* What to do *
Place the records below into a Markdown table with the columns Row and Line, giving each line its own numbered row and omitting blank lines. Begin at the line that contains "Greenhouse-scouting request: tag the butterfly wing", stop after the line that contains "point(740, 754)", and include no other lines.

* Data lines *
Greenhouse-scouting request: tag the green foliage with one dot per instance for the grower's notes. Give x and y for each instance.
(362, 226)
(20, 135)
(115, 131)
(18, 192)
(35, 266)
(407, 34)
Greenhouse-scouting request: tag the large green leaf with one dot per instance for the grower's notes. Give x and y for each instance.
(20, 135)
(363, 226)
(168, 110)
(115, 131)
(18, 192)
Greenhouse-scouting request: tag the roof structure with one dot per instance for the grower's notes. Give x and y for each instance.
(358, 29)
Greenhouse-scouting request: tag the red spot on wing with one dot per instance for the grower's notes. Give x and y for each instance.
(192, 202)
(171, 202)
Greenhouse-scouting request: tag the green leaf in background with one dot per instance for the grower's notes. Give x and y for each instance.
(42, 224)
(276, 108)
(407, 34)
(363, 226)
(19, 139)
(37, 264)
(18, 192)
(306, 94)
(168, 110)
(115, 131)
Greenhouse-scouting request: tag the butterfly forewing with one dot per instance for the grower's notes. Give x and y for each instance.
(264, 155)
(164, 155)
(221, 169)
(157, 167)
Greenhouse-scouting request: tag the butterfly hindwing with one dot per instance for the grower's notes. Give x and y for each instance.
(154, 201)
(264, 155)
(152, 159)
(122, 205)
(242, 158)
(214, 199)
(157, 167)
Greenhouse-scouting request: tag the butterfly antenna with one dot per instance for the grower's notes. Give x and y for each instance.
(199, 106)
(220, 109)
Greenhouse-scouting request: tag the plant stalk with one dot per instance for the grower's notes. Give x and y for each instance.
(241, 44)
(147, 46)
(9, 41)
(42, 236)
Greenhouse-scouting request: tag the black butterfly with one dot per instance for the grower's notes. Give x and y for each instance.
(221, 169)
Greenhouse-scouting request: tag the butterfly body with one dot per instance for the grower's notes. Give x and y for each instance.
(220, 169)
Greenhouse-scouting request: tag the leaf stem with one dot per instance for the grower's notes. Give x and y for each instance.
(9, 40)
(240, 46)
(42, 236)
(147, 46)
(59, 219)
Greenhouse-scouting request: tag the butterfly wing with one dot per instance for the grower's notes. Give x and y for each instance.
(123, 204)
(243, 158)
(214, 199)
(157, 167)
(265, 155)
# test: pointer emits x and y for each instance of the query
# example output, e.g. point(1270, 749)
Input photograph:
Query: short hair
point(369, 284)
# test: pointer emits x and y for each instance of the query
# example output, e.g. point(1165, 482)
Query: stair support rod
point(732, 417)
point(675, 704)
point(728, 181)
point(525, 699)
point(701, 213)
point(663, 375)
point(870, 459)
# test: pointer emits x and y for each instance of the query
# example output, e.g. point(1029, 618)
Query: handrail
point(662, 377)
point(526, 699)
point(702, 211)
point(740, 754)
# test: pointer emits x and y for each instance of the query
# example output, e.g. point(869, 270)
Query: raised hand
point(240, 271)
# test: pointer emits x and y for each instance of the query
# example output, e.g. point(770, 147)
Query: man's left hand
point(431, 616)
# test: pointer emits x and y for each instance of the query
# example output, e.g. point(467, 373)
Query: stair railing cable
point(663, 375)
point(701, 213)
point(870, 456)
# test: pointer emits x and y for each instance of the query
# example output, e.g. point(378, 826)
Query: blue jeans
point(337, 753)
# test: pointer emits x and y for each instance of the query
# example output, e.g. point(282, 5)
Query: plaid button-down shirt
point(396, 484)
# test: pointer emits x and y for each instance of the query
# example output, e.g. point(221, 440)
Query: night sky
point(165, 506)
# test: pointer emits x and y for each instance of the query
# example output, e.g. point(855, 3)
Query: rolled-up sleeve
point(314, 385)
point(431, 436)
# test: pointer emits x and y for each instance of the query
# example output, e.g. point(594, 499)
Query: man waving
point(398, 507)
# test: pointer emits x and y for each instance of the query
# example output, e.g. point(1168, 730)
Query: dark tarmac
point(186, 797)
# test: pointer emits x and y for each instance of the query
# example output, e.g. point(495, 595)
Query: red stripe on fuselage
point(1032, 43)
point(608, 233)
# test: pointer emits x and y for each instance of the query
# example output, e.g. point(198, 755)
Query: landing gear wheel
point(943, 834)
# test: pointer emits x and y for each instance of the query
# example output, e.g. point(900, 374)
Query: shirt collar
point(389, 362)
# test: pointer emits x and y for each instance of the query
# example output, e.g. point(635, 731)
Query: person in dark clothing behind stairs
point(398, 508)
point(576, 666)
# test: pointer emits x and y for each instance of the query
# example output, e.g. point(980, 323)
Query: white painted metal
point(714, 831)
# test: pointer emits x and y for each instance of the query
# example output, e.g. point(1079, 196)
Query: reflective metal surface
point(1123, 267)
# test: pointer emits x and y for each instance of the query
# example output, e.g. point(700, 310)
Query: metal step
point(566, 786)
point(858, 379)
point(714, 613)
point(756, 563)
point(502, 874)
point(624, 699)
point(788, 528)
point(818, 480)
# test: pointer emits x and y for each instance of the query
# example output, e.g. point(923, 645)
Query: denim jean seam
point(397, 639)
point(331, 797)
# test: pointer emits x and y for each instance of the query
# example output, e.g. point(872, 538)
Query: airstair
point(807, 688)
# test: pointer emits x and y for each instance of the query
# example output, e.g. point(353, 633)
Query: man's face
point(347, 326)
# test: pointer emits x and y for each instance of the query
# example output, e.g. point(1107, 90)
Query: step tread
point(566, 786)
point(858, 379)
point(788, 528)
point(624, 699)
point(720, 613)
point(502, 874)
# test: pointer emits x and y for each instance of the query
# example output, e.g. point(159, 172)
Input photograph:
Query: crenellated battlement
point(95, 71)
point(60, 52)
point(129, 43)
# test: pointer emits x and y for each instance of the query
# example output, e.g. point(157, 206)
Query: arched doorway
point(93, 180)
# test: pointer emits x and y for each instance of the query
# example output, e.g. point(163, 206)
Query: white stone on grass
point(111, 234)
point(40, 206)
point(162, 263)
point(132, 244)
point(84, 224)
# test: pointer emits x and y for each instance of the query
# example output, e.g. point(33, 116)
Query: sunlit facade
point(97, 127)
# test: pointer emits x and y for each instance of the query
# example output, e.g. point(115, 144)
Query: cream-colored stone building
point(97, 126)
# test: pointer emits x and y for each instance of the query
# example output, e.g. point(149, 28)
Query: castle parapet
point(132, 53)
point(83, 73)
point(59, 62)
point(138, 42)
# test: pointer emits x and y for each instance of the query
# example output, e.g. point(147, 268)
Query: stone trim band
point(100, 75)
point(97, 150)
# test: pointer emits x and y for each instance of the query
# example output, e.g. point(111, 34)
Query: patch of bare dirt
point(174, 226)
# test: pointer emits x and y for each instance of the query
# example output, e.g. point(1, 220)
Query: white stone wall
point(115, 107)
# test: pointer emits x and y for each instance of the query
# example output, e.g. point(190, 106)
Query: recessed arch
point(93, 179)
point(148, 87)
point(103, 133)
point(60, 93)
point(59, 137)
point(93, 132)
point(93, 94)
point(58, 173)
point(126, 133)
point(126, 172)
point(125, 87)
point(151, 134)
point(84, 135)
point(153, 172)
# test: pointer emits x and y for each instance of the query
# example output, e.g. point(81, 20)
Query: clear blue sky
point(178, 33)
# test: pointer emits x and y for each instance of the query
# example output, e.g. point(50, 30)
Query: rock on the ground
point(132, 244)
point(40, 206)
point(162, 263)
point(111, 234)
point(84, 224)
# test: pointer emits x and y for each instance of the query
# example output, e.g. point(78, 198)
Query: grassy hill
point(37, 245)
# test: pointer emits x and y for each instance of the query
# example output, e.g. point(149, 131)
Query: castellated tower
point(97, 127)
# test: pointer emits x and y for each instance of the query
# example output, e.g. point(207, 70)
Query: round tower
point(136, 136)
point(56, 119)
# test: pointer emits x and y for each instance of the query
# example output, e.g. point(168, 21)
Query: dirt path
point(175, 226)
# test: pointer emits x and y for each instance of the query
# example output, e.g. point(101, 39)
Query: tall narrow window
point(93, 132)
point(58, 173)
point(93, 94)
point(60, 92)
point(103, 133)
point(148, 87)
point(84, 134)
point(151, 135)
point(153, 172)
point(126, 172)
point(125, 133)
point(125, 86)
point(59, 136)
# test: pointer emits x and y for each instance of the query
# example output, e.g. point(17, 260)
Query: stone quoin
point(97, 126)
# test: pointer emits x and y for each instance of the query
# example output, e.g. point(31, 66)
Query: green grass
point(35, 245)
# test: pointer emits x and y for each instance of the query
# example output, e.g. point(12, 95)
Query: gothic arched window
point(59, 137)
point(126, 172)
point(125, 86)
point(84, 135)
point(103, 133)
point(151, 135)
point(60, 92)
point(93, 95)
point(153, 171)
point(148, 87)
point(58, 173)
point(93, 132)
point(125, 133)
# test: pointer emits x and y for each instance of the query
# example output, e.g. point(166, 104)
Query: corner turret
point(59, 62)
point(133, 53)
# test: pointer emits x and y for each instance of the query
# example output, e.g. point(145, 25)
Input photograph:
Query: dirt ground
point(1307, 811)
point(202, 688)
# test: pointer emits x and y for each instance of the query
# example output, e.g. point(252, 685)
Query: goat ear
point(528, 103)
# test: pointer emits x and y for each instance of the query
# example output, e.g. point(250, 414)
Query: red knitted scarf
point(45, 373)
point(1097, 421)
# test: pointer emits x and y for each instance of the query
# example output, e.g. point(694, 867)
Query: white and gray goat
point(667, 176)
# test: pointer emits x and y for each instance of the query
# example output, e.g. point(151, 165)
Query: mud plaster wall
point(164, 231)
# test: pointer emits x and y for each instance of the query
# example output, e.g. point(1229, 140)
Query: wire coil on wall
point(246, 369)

* Problem solution *
| Row | Line |
|---|---|
| 1 | Greenhouse-scouting request: tag the butterfly wing with one dot per instance for the grower's notes. Give x and y for each instance. |
| 2 | (123, 204) |
| 3 | (243, 158) |
| 4 | (214, 199) |
| 5 | (157, 167) |
| 6 | (265, 155) |
| 7 | # test: pointer emits x and y for each instance of the query |
| 8 | # example output, e.g. point(1270, 749) |
| 9 | Input photograph: |
| 10 | Query: short hair |
| 11 | point(369, 284) |
| 12 | # test: pointer emits x and y for each instance of the query |
| 13 | # example output, e.g. point(1165, 482) |
| 14 | Query: stair support rod |
| 15 | point(732, 417) |
| 16 | point(675, 704) |
| 17 | point(728, 181) |
| 18 | point(525, 699) |
| 19 | point(701, 213) |
| 20 | point(663, 375) |
| 21 | point(870, 459) |
| 22 | # test: pointer emits x and y for each instance of the query |
| 23 | # example output, e.g. point(1029, 618) |
| 24 | Query: handrail |
| 25 | point(662, 377) |
| 26 | point(526, 699) |
| 27 | point(702, 211) |
| 28 | point(740, 754) |